Whenever the word "broken" turns up in a line below, that line should be copied.

'''

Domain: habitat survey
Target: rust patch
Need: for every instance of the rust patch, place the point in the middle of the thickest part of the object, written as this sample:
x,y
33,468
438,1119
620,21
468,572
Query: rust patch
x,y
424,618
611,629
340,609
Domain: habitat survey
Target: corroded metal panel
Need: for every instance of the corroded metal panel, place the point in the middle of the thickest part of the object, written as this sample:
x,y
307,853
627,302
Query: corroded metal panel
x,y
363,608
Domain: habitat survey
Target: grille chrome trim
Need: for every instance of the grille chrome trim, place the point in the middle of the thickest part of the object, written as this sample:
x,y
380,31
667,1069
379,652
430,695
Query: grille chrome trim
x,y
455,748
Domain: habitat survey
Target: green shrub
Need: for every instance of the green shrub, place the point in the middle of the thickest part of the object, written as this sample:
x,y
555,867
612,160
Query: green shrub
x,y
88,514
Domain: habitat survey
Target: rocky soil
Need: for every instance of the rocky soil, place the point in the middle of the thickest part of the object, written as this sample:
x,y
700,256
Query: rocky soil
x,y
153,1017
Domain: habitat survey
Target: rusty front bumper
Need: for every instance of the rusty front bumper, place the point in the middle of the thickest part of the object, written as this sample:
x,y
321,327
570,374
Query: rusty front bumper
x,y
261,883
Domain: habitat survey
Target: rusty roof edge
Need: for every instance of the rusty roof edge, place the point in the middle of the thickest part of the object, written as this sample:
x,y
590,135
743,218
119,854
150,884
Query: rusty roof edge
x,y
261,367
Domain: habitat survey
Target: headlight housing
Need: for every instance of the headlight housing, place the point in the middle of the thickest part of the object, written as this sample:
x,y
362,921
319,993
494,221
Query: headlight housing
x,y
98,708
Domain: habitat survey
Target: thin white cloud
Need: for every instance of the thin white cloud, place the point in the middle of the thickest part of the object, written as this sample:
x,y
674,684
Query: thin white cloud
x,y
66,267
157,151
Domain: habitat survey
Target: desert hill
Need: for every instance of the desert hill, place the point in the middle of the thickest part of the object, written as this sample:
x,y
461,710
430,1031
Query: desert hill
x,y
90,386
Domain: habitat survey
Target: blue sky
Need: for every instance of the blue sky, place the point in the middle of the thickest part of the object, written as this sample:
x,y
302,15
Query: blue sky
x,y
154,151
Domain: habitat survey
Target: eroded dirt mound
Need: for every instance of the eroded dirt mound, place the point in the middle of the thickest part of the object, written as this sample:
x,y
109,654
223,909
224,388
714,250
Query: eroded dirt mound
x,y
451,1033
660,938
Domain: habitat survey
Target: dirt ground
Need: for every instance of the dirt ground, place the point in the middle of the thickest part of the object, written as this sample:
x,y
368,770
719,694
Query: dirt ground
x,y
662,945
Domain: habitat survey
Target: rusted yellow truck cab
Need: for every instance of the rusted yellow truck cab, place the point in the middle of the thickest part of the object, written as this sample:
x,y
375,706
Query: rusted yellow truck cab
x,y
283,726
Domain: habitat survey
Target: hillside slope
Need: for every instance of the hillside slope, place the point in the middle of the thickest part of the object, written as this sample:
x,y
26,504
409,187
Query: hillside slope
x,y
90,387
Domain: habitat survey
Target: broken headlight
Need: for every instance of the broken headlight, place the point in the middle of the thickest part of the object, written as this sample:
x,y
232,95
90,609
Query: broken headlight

'''
'''

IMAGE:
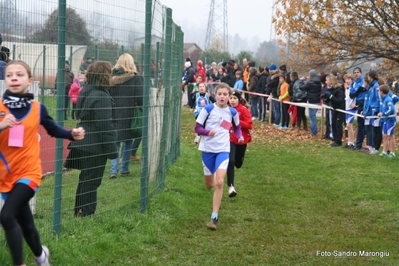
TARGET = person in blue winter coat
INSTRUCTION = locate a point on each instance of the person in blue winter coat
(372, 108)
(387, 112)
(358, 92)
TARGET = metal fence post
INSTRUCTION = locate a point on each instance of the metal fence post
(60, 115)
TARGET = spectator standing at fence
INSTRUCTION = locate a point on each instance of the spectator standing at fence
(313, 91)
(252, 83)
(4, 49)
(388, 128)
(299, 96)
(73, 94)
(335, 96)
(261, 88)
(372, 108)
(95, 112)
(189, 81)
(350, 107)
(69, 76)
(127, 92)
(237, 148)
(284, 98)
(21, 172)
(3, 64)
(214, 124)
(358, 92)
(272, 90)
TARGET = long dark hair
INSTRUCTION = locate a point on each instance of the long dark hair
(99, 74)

'''

**ANSWER SECTION:**
Target: broken headlight
Need: for every instance of the broken headlight, place the point in the middle of the thickest part of the object, written as this sample:
Query: broken headlight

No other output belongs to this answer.